#### WHAT TO PRODUCE:
A word-for-word copy of the records that follow is needed, with every picture omitted.

#### MATERIALS PROVIDED:
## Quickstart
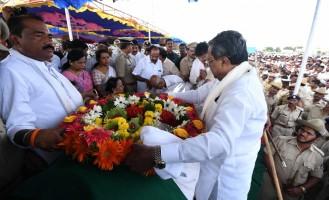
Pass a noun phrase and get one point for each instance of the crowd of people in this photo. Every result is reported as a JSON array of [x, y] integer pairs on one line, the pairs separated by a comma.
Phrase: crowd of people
[[40, 85], [303, 145]]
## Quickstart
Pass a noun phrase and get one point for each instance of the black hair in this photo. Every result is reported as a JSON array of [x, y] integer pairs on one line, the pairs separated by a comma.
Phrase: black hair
[[169, 40], [72, 56], [16, 23], [201, 48], [230, 44], [182, 44], [111, 84], [98, 56], [124, 45], [163, 53]]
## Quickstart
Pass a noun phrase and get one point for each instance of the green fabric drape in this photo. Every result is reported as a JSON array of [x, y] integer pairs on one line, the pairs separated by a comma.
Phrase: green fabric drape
[[67, 179]]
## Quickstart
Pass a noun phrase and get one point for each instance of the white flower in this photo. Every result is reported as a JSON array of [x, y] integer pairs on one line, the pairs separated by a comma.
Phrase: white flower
[[90, 117], [133, 99], [179, 111], [121, 102]]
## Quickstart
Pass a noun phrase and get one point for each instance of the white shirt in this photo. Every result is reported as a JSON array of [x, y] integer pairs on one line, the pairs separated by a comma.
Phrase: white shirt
[[145, 69], [138, 57], [228, 151], [169, 68], [195, 70], [28, 99]]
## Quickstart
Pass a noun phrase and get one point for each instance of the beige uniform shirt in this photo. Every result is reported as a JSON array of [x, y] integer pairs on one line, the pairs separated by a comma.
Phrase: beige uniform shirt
[[300, 165], [271, 103], [169, 68], [315, 111], [185, 67], [284, 120]]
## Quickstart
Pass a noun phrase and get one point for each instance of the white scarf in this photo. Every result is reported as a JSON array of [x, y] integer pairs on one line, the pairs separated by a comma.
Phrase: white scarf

#### TASK RESPONSE:
## Quickstart
Pass a noun phrase and get one point for each instance of the crowd of people in this photo. Every result is reported as a JSON array of [x, y] integer pairs on one line, the pairs separated by a comma.
Phrase: crowd of people
[[40, 85], [303, 145]]
## Quickstart
Pass a noun phrase and get one point for each instance of the black hair in this photo. Every result is reported as a JSON array of [x, y] integer pairs on one line, the pairs separated by a comma.
Phrase: black hair
[[169, 40], [72, 56], [16, 23], [201, 48], [230, 44], [182, 44], [111, 84], [98, 56], [124, 45], [163, 53]]
## Quickstart
Pass a noun phrase and get one point for each instance of the green fabric drape in this photo. Every result is reported as a JSON array of [x, y] integer pairs on one line, the pairs separated by a comma.
Phrase: green fabric drape
[[67, 179]]
## Quickstart
Pass a noun phrase and get one point for each instance of the white flower in this photo. Every result is reported as a JSON array of [x, y] integer pairs on one line, the pairs separated by a comma.
Phrase: white flower
[[90, 117], [133, 99], [179, 111], [121, 102]]
## Quickstart
Pass a noun phrase and get one point for each instance of the white shirt in this photo. Every result is reported as a JSON array of [x, y] integer pairs on one line, the pairs separated by a comma.
Phrase: white shirt
[[145, 69], [138, 57], [228, 151], [169, 68], [195, 70], [28, 99]]
## Quickstart
Pass a noun phrase and get one point for each instance of the beige uniform shirt in this photo. Every result is reported as a JSON array of [x, y] integer pairs on one line, the pairs separated by a comma.
Phrase: beige uniform shirt
[[300, 165], [271, 103], [169, 68], [315, 111], [185, 67], [284, 120]]
## Quickstart
Pass a noun phrase and get one point for each instance of the white scarf in this photo. Every result is reported as a JSON array of [x, y] integer pairs on one line, the pairs separated by a comma.
Phrase: white scarf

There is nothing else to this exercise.